### YOUR ASSIGNMENT
The answer must consist only of the lines from the line with "box: [0, 496, 417, 626]" to the line with "494L7 498L1 622L175", both included, exactly as they stand below.

(Dataset entries)
☆ ☆ ☆ ☆ ☆ ☆ ☆

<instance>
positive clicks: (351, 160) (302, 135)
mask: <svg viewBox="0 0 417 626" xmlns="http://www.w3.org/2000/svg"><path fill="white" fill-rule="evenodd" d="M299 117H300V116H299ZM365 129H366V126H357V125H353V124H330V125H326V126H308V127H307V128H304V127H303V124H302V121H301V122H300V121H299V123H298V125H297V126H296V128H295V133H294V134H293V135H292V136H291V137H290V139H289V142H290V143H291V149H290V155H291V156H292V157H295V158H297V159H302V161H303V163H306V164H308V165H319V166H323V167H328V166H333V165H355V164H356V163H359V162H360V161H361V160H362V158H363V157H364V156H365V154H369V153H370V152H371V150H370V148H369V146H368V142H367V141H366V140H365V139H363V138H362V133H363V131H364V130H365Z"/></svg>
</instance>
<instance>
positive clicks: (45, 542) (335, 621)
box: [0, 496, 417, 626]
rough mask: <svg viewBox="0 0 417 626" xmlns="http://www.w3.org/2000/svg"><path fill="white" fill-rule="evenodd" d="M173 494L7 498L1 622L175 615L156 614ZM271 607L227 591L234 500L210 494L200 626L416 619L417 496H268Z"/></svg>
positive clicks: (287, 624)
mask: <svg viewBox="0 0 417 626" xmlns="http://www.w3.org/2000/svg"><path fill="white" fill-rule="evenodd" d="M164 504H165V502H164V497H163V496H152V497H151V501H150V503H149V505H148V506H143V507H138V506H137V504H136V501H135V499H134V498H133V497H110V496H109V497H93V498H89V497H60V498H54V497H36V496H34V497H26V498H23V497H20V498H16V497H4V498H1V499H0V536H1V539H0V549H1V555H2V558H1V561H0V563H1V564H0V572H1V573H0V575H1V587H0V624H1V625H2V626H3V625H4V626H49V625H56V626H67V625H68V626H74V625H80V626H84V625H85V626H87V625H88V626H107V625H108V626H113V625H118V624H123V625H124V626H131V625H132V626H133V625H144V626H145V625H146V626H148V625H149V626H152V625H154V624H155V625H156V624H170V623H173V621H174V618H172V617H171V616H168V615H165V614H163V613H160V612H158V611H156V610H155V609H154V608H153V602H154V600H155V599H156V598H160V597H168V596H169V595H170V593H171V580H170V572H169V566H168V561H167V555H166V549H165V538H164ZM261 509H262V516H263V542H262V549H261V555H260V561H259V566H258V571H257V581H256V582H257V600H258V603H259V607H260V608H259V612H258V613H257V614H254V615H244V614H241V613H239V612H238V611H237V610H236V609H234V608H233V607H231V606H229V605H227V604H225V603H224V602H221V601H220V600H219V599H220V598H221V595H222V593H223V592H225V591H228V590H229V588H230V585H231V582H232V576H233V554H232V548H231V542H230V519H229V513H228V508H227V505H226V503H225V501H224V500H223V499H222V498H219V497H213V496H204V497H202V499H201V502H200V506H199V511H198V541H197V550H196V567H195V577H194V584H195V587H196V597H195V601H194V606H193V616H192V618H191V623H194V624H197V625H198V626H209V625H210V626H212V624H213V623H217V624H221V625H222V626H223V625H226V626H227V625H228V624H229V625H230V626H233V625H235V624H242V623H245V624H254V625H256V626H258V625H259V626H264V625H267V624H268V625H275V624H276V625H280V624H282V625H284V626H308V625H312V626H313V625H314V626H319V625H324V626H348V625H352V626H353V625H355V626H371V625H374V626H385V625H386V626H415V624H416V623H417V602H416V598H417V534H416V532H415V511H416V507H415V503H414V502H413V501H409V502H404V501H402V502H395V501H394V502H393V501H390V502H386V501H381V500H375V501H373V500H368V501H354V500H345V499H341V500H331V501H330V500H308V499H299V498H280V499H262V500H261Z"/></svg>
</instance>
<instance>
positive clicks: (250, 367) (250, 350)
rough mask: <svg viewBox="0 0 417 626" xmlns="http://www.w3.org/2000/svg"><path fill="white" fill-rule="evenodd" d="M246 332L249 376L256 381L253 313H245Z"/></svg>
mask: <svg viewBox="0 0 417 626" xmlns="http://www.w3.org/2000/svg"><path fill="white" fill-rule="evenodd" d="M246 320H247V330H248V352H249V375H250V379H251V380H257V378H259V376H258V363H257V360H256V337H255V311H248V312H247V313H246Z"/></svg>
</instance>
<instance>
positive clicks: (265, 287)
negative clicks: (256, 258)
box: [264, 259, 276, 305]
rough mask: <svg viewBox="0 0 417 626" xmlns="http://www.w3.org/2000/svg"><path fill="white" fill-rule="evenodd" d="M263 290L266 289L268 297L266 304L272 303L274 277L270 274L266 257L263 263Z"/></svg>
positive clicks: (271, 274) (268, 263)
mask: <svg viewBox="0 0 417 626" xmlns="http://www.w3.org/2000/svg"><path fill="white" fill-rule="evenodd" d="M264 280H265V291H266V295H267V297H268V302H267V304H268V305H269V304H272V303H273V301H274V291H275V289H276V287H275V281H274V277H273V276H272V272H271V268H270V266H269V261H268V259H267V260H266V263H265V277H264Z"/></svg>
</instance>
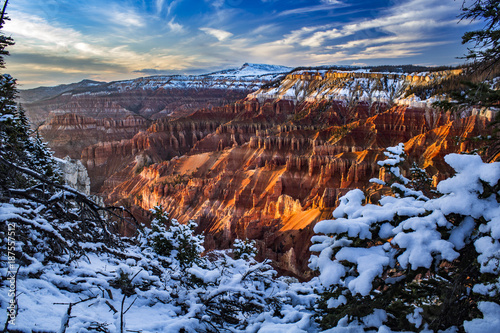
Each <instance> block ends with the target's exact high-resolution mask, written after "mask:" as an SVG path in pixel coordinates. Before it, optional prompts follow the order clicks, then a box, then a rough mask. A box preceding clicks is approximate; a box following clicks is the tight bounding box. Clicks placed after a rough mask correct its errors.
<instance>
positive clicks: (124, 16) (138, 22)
mask: <svg viewBox="0 0 500 333" xmlns="http://www.w3.org/2000/svg"><path fill="white" fill-rule="evenodd" d="M105 15H106V17H107V18H108V20H109V21H110V22H112V23H113V24H116V25H120V26H124V27H129V28H141V27H144V26H145V25H146V23H145V22H144V20H143V17H142V16H141V15H140V14H139V13H137V12H135V11H134V10H133V9H125V8H119V7H116V8H113V9H112V10H109V11H107V12H106V13H105Z"/></svg>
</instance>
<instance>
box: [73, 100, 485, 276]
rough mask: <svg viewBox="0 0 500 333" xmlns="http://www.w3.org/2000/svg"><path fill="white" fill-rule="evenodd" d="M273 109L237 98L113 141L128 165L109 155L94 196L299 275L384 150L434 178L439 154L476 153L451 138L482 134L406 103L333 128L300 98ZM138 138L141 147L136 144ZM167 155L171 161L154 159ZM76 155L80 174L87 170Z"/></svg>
mask: <svg viewBox="0 0 500 333" xmlns="http://www.w3.org/2000/svg"><path fill="white" fill-rule="evenodd" d="M279 105H283V101H275V102H270V101H269V102H266V103H259V102H258V101H256V100H245V101H241V102H239V104H236V105H233V106H231V107H225V108H219V109H216V110H210V111H209V110H201V111H198V112H197V113H195V114H193V115H192V116H191V117H188V118H187V119H183V120H182V121H171V122H168V125H167V123H164V122H162V123H159V124H156V125H153V126H151V127H150V129H149V130H148V131H147V132H145V133H144V134H141V135H139V136H136V137H135V138H133V139H132V140H129V141H125V142H122V143H120V145H121V146H123V147H125V146H130V147H131V148H130V149H129V150H128V152H130V155H129V157H128V160H126V159H124V158H123V157H119V158H118V159H119V160H120V161H125V160H126V161H128V164H123V165H122V166H120V168H119V171H117V172H115V173H114V174H112V175H111V176H110V177H109V178H107V179H106V180H105V181H104V183H103V187H102V192H103V193H104V194H105V195H106V196H107V200H109V201H110V202H113V203H120V204H126V205H131V206H138V207H141V208H143V209H145V210H147V209H149V208H152V207H153V206H155V205H157V204H161V205H163V207H165V209H166V210H167V211H169V212H170V213H171V214H172V216H174V217H176V218H178V219H179V220H181V221H182V222H186V221H187V220H190V219H194V220H196V221H197V222H198V223H199V232H203V233H204V234H205V235H206V246H207V248H216V247H227V246H229V245H230V244H231V242H232V240H234V239H235V238H252V239H257V240H259V242H258V244H259V246H260V249H261V253H262V255H263V256H266V257H268V258H271V259H272V260H274V261H275V262H276V265H277V266H278V267H280V268H281V269H283V270H285V271H287V272H292V273H294V274H296V275H298V276H300V277H304V278H305V277H306V276H307V274H310V273H309V272H308V271H307V260H306V259H305V258H308V253H307V249H308V247H309V240H310V236H311V235H312V227H313V226H314V224H315V222H317V221H319V220H322V219H325V218H330V217H331V213H332V211H333V209H334V207H336V205H337V204H338V199H339V198H340V196H342V195H344V194H345V193H346V192H347V191H349V190H350V189H353V188H361V189H363V190H365V191H367V192H370V191H371V190H372V188H371V184H370V183H369V179H371V178H379V177H381V178H384V177H385V176H384V170H381V169H380V168H379V166H378V165H377V163H376V162H377V161H379V160H382V159H384V158H385V156H384V155H383V151H384V148H385V147H388V146H394V145H396V144H398V143H399V142H403V143H405V145H406V146H407V153H408V155H409V157H408V158H409V161H411V162H413V161H415V162H417V163H419V165H421V166H422V167H425V168H426V169H427V170H428V171H429V173H430V175H431V176H434V178H436V179H438V178H439V177H446V176H448V175H449V172H450V170H449V169H448V167H447V166H446V164H445V163H444V162H443V159H442V158H443V156H444V155H445V154H448V153H450V152H458V151H460V150H466V151H467V150H469V151H470V150H472V149H474V148H477V147H476V146H475V144H473V143H470V142H469V143H462V144H459V145H457V144H456V137H457V136H458V137H462V138H466V137H474V136H477V135H479V134H481V133H484V132H485V131H487V122H486V121H485V119H483V118H480V117H477V116H471V117H467V118H463V119H456V120H454V119H452V118H451V117H450V116H449V115H445V114H443V115H438V114H434V115H432V116H433V117H435V118H436V119H433V120H432V121H429V119H430V116H431V115H430V114H429V111H428V110H427V111H426V110H425V109H418V108H409V107H407V106H395V107H392V108H391V109H390V110H388V111H385V112H383V113H380V114H376V115H374V116H371V117H364V118H361V119H359V120H357V121H354V122H352V123H349V124H348V125H346V126H340V125H339V124H337V125H333V124H334V123H335V120H331V122H330V123H329V122H326V121H325V122H323V123H317V122H315V121H312V120H311V119H314V118H316V117H325V119H326V118H328V117H330V119H335V118H334V112H335V111H331V112H332V113H331V116H328V115H325V113H326V114H327V113H328V112H330V111H328V110H324V107H323V106H322V103H316V102H304V103H303V104H300V105H296V106H295V107H293V108H290V109H289V110H288V111H286V107H284V108H282V110H283V112H282V113H281V114H280V115H275V116H273V117H271V116H269V115H270V114H271V113H272V112H275V110H276V109H277V108H278V106H279ZM285 105H286V104H285ZM235 109H239V110H240V111H239V113H238V112H234V110H235ZM303 110H308V113H307V114H305V113H304V118H302V119H301V120H302V121H303V122H301V121H298V122H297V123H290V122H289V121H287V120H286V119H287V118H290V117H294V116H295V115H296V114H300V113H301V112H303ZM211 112H213V113H211ZM359 112H360V113H362V112H363V106H360V107H359ZM210 114H212V115H213V117H210V116H209V115H210ZM227 115H234V118H233V119H232V120H229V121H227V122H225V123H221V124H220V125H219V126H216V125H215V124H214V123H213V122H211V121H209V120H205V122H203V123H196V122H194V119H201V118H203V119H225V120H227V118H224V117H225V116H226V117H227ZM281 116H283V118H282V119H284V120H282V121H281V122H280V121H279V119H280V117H281ZM188 119H189V120H188ZM188 124H189V125H188ZM173 129H175V130H173ZM160 137H161V138H163V141H162V142H160V141H159V138H160ZM194 137H196V140H194ZM139 138H140V140H139ZM139 141H140V142H147V143H148V144H147V145H146V144H145V145H143V146H138V145H137V144H136V143H137V142H139ZM117 144H118V143H117ZM476 145H477V144H476ZM132 147H136V148H132ZM113 149H115V151H116V152H115V153H113ZM119 149H121V148H109V149H108V152H109V153H103V154H100V156H101V158H102V160H100V162H98V163H100V164H101V165H106V166H109V165H114V163H116V162H115V161H114V157H113V156H122V155H119V154H121V153H117V152H118V151H120V150H119ZM134 149H135V150H134ZM132 150H134V151H135V152H136V153H132ZM176 151H177V152H178V153H177V155H176V157H174V158H171V156H170V157H165V155H163V157H162V156H161V154H165V152H171V154H175V153H176ZM134 156H135V157H134ZM137 156H140V157H137ZM82 159H83V161H84V163H87V165H88V166H89V169H90V170H92V168H93V166H92V165H94V167H95V165H96V164H97V163H96V162H94V161H92V159H86V158H85V156H82ZM162 159H163V160H162Z"/></svg>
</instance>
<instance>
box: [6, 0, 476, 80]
mask: <svg viewBox="0 0 500 333" xmlns="http://www.w3.org/2000/svg"><path fill="white" fill-rule="evenodd" d="M461 4H462V1H461V0H389V1H384V0H151V1H147V0H135V1H134V0H121V1H118V0H106V1H103V0H10V1H9V3H8V7H7V14H8V16H9V17H10V21H8V22H7V23H6V24H5V27H4V29H3V32H4V34H6V35H9V36H12V37H13V38H14V40H15V42H16V44H15V45H14V46H12V47H10V48H9V50H10V53H11V56H10V57H8V58H7V67H6V68H5V69H4V71H5V72H8V73H10V74H11V75H13V76H14V77H15V78H17V79H18V83H19V87H20V88H21V89H28V88H33V87H37V86H53V85H58V84H63V83H72V82H78V81H81V80H82V79H91V80H98V81H114V80H123V79H131V78H136V77H141V76H150V75H157V74H201V73H208V72H211V71H215V70H220V69H227V68H235V67H239V66H241V65H242V64H243V63H245V62H252V63H265V64H274V65H285V66H291V67H295V66H316V65H382V64H384V65H385V64H392V65H398V64H399V65H402V64H415V65H428V66H434V65H456V64H460V63H462V62H463V60H462V59H457V57H460V56H463V55H464V54H465V53H466V51H467V49H466V46H464V45H461V36H462V35H463V33H464V32H466V31H470V30H474V29H476V28H478V24H477V23H474V24H470V22H465V21H461V22H459V19H458V18H457V16H458V15H459V13H460V7H461Z"/></svg>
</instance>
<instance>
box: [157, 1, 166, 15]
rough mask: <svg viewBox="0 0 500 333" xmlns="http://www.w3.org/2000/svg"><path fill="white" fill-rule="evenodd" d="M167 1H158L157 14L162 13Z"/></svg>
mask: <svg viewBox="0 0 500 333" xmlns="http://www.w3.org/2000/svg"><path fill="white" fill-rule="evenodd" d="M164 3H165V0H156V12H157V13H161V11H162V9H163V4H164Z"/></svg>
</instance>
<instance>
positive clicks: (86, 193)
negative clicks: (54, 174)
mask: <svg viewBox="0 0 500 333" xmlns="http://www.w3.org/2000/svg"><path fill="white" fill-rule="evenodd" d="M55 160H56V163H57V167H58V168H59V171H60V173H61V176H62V178H63V180H64V183H65V184H66V185H68V186H70V187H72V188H74V189H76V190H77V191H80V192H81V193H83V194H86V195H90V177H89V175H88V173H87V168H85V166H84V165H83V164H82V162H80V161H79V160H73V159H71V158H70V157H69V156H67V157H66V158H64V159H60V158H56V159H55Z"/></svg>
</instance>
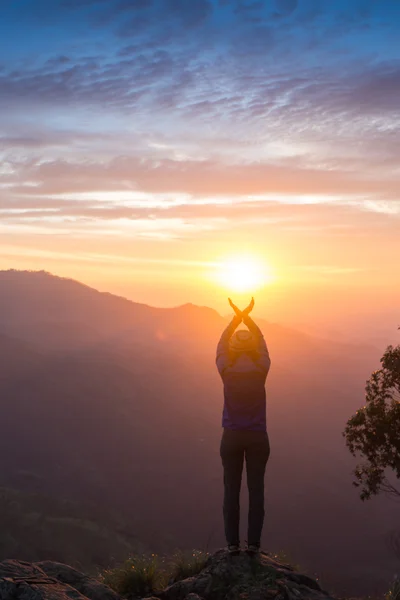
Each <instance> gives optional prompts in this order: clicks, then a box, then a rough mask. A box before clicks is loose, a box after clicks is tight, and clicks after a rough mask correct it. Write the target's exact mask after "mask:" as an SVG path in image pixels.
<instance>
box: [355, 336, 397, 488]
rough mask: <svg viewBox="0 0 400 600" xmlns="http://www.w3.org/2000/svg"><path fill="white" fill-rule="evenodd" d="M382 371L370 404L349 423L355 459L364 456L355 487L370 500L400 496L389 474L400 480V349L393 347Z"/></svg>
mask: <svg viewBox="0 0 400 600" xmlns="http://www.w3.org/2000/svg"><path fill="white" fill-rule="evenodd" d="M381 363H382V368H381V369H379V370H378V371H376V372H375V373H373V374H372V375H371V377H370V379H369V380H368V381H367V385H366V405H365V406H364V407H363V408H361V409H360V410H358V411H357V412H356V414H355V415H353V416H352V417H351V419H349V421H348V422H347V426H346V429H345V431H344V434H343V435H344V437H345V438H346V444H347V447H348V448H349V450H350V452H351V453H352V454H353V456H356V455H358V454H359V455H361V457H362V458H363V459H364V462H362V463H361V464H359V465H357V467H356V469H355V471H354V474H355V477H356V480H355V482H354V485H355V486H356V487H359V488H361V492H360V497H361V499H362V500H367V499H369V498H371V496H373V495H377V494H379V493H380V492H384V493H387V494H390V495H393V496H396V497H400V489H399V488H397V487H395V486H394V485H393V484H392V483H391V482H390V480H389V479H388V472H389V471H390V472H392V473H393V474H394V475H395V477H397V478H398V479H399V478H400V436H399V431H400V346H397V347H395V348H393V346H389V347H388V348H387V350H386V352H385V353H384V355H383V357H382V359H381Z"/></svg>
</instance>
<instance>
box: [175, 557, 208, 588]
mask: <svg viewBox="0 0 400 600" xmlns="http://www.w3.org/2000/svg"><path fill="white" fill-rule="evenodd" d="M208 556H209V555H208V553H207V552H202V551H201V550H193V552H190V553H188V552H177V553H176V554H175V555H174V556H173V559H172V565H171V567H172V573H171V576H172V580H173V581H180V580H181V579H186V578H187V577H193V576H194V575H198V573H200V571H202V570H203V569H204V567H205V566H206V562H207V559H208Z"/></svg>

☆ ☆ ☆ ☆ ☆ ☆ ☆

### EXPECTED OUTPUT
box: [0, 496, 417, 626]
rough mask: <svg viewBox="0 0 417 626" xmlns="http://www.w3.org/2000/svg"><path fill="white" fill-rule="evenodd" d="M173 494L7 498L1 622L175 615L156 614ZM271 607L227 591L234 500L210 494L200 626L416 619L417 496H268Z"/></svg>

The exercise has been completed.